Would you copy only the lines below, from the one containing "of the ruin" through the very last one, leaving the pictures out?

(Records from a dataset)
┌──
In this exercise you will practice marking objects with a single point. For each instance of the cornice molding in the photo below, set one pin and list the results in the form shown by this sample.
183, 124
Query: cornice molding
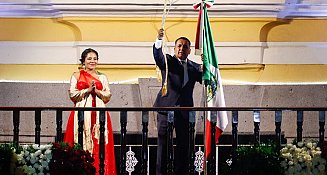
117, 9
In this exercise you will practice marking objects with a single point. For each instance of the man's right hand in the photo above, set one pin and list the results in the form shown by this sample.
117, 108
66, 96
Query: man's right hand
161, 33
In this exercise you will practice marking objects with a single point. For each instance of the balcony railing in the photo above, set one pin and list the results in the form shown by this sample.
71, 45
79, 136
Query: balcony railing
211, 162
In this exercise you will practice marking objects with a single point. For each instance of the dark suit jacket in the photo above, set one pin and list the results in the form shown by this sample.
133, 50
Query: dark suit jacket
177, 95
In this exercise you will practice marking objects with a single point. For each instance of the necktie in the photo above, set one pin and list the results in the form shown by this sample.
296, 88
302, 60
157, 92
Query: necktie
184, 63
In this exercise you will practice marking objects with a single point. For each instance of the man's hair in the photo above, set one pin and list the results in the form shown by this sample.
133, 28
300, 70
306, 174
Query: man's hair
183, 38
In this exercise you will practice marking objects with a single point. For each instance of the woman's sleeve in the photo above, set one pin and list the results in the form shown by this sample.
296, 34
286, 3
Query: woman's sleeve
105, 93
75, 94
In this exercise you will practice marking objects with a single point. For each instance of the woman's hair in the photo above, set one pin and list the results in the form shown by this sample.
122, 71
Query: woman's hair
85, 52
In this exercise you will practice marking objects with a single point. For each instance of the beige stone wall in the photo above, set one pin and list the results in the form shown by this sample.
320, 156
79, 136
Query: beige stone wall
143, 95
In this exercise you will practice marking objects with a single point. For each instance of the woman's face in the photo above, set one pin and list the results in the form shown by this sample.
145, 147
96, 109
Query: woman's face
91, 61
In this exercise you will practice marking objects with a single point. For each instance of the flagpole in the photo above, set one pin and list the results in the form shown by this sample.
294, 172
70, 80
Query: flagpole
204, 86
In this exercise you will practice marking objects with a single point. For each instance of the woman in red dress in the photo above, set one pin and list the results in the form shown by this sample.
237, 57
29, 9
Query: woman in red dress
90, 88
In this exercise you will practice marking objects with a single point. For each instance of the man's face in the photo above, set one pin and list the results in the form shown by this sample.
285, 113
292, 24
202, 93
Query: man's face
182, 49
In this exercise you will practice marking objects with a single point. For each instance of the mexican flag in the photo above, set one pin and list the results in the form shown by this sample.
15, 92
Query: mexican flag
204, 44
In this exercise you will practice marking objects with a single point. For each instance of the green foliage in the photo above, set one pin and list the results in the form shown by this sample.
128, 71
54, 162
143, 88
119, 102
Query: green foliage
7, 158
262, 159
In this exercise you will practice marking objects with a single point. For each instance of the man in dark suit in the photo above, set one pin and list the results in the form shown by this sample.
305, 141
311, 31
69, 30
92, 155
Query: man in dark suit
182, 75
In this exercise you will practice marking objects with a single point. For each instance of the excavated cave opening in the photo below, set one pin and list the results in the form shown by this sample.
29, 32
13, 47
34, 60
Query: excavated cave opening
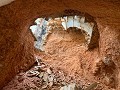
65, 43
65, 51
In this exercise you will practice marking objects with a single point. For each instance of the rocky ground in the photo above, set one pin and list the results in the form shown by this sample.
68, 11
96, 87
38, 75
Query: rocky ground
43, 77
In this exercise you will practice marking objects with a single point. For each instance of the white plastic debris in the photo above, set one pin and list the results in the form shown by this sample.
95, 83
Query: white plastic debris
76, 21
33, 28
70, 21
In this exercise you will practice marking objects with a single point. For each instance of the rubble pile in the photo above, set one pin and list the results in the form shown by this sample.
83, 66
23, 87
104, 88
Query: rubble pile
44, 27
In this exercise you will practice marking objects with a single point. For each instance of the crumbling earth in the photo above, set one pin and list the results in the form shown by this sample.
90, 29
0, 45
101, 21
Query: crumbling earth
43, 77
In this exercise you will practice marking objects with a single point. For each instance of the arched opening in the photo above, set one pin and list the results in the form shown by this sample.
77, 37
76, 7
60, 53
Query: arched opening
71, 20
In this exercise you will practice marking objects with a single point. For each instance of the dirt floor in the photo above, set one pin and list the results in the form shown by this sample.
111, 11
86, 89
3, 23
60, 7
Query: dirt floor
70, 62
63, 52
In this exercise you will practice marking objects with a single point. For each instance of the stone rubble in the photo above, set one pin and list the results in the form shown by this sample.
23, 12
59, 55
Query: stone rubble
48, 77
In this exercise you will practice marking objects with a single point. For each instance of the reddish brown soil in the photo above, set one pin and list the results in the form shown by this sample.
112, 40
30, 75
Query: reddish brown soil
16, 42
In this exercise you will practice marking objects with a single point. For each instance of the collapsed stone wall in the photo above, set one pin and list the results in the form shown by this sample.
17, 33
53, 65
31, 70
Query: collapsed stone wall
19, 15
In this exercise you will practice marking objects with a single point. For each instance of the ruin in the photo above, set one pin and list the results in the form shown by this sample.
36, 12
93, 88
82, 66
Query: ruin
79, 40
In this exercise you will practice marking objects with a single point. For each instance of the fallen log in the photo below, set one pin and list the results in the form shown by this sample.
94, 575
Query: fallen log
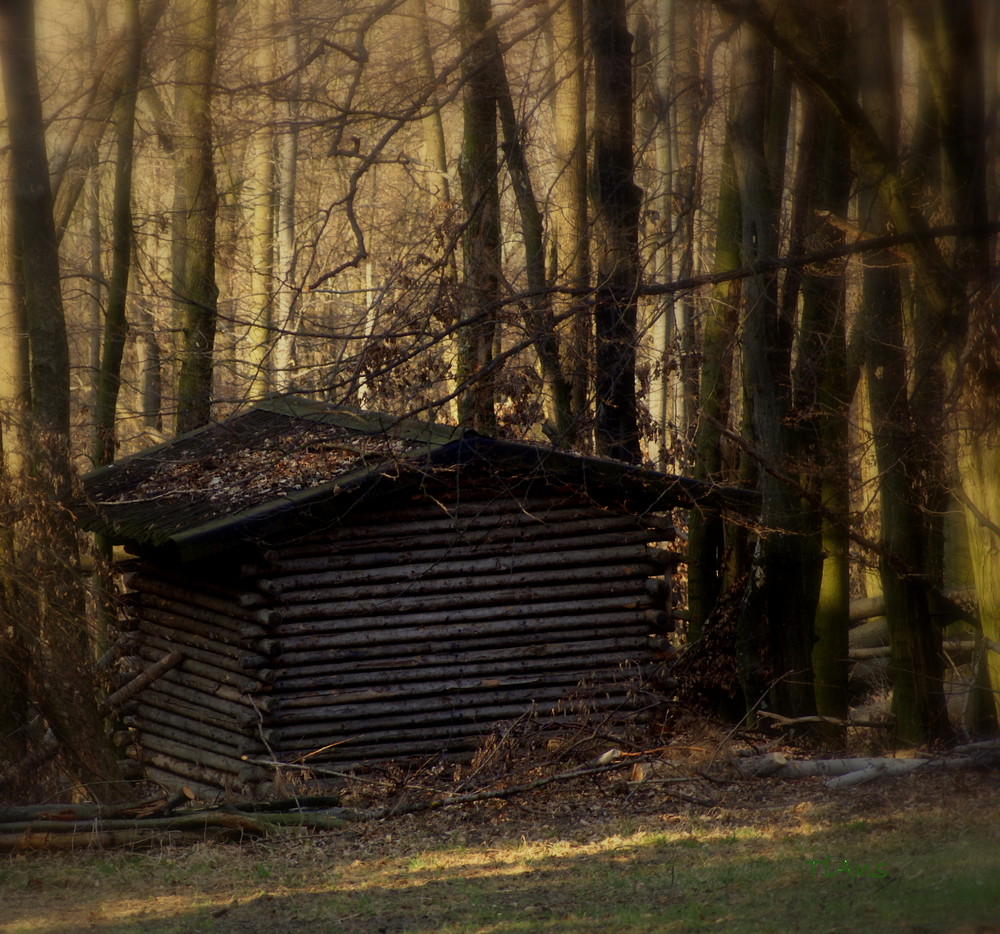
842, 773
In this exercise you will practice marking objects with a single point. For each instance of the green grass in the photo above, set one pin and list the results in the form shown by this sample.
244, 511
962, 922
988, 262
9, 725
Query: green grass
927, 872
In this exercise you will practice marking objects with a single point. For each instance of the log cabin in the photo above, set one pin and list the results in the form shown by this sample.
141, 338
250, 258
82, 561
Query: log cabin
345, 587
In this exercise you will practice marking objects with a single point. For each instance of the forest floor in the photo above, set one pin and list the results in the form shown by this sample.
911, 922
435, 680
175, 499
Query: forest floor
693, 848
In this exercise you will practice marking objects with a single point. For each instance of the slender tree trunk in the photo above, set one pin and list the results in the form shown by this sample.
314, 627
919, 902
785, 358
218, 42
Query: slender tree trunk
538, 316
776, 627
261, 194
285, 299
42, 589
115, 323
481, 240
915, 665
706, 530
570, 239
616, 201
822, 387
195, 200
└──
__Completed task__
In this exercise you will practice marking objects with a single point. For each instance of the ruin in the photo above, set one pin and list the results in the form shown by this sample.
36, 12
93, 88
82, 66
Query: ruin
79, 40
In this exercise you will practice marking objects with a single point. For each instance of the fallen log in the photo below, set one pin and list the results in the form shown by this sample.
94, 575
Query: fallen log
842, 773
In this exercise you will practice marking objects with a single point. For each instance of the green grass in the photo above, set one pin and list the results in the form shown by this sample.
244, 511
962, 922
988, 262
9, 725
Query: green grass
927, 872
In this exercise you will practice marking objects with a single point. For each instance of the log cabin in the photo above, set one pin and list the results in the form shown by this sample.
141, 338
250, 258
82, 561
Query: log cabin
345, 587
In this exercise you will practice marking objects with a single point. For each instance of the forest floor in the photo above, set one pin and list the results in the form shown by this sample.
911, 922
435, 680
175, 499
Query: forest floor
693, 848
In this exercise you will practice marking objects with a single point. For each instance of the slender tree trunk in the photo above, set one pin and list the results in the form shown by this sample.
314, 627
919, 902
785, 358
218, 42
Query: slender tree trunk
538, 316
776, 627
261, 194
285, 299
42, 589
115, 323
481, 240
915, 665
706, 530
570, 239
616, 201
822, 387
195, 200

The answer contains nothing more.